Extracted records:
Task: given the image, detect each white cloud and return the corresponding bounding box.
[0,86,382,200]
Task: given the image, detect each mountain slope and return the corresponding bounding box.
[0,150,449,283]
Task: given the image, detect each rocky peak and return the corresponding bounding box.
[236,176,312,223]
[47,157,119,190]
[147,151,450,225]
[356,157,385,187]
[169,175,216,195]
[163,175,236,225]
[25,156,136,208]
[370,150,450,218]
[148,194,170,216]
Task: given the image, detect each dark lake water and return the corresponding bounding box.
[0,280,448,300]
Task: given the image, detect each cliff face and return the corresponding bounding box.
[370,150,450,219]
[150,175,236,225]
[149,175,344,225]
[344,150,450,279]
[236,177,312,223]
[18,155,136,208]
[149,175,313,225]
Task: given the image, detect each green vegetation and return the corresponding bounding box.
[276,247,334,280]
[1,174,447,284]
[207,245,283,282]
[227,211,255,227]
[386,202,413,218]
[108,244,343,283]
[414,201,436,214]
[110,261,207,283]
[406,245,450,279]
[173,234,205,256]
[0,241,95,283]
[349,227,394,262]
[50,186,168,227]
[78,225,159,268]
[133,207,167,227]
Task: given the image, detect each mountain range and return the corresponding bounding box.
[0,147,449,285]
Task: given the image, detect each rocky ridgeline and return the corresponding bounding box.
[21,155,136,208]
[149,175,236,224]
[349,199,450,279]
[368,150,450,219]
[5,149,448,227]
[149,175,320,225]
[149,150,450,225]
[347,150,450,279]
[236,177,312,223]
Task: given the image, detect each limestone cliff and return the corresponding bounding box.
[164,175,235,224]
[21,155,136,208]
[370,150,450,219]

Task objective >> Having located the line containing "Task: given the image, detect each rocky peak", set it down along with every line after it through the end of the data, reproducing each exactly.

Answer >>
Task: given the image, detect each rocky peak and return the corresponding bounding box.
[236,176,312,223]
[47,157,119,190]
[147,151,450,225]
[356,157,385,187]
[169,175,216,195]
[163,175,236,225]
[25,156,136,208]
[370,150,450,218]
[148,194,170,216]
Task: given the image, detect each dark lake water and return the corresponding bounding box.
[0,280,448,300]
Task: given the image, detect each cliff face and return the corresponding bounding box.
[370,150,450,219]
[150,175,236,225]
[149,175,344,225]
[344,150,450,279]
[236,177,312,223]
[18,155,136,208]
[149,175,313,225]
Task: given the image, detect each green vegetation and return the corresponding bounding box.
[276,247,334,280]
[1,174,447,284]
[207,245,283,282]
[227,211,255,227]
[386,202,413,218]
[108,244,343,283]
[414,201,436,214]
[110,261,207,283]
[406,245,450,279]
[173,234,205,256]
[0,241,95,283]
[349,227,394,262]
[50,186,168,227]
[78,225,159,268]
[133,207,167,227]
Task: given the image, detect each mountain range and return the corresponding bounding box.
[0,147,449,285]
Task: given the image, detect each rocky ridgeline and return the corresponding bounding box.
[21,155,136,208]
[149,175,236,224]
[349,199,450,279]
[368,150,450,219]
[5,149,448,227]
[149,175,320,225]
[149,150,450,225]
[347,150,450,279]
[236,177,312,223]
Task: given the image, detect each limestone cliff and return the corresponding bounding box.
[164,175,235,224]
[21,155,136,208]
[370,150,450,219]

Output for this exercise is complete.